Rewrite the rows below, swapping "green" for "yellow" and keeping everything else the same.

[Rows from a pointing dataset]
## Start

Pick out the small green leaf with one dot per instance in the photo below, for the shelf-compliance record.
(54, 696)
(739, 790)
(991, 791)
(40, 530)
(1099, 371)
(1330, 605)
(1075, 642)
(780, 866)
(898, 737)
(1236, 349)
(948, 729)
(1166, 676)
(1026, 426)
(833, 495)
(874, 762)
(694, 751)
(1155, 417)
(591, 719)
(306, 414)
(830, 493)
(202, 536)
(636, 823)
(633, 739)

## End

_WRITTEN SOLUTION_
Pick out the small yellow leaf with one dot per instance in the photo below, for the shelf-compliance record.
(54, 696)
(739, 790)
(991, 791)
(40, 530)
(1099, 371)
(1330, 605)
(1075, 642)
(780, 866)
(898, 737)
(1236, 349)
(948, 729)
(1166, 676)
(1026, 426)
(833, 495)
(874, 762)
(694, 751)
(1155, 417)
(591, 719)
(306, 414)
(830, 493)
(202, 536)
(636, 823)
(633, 739)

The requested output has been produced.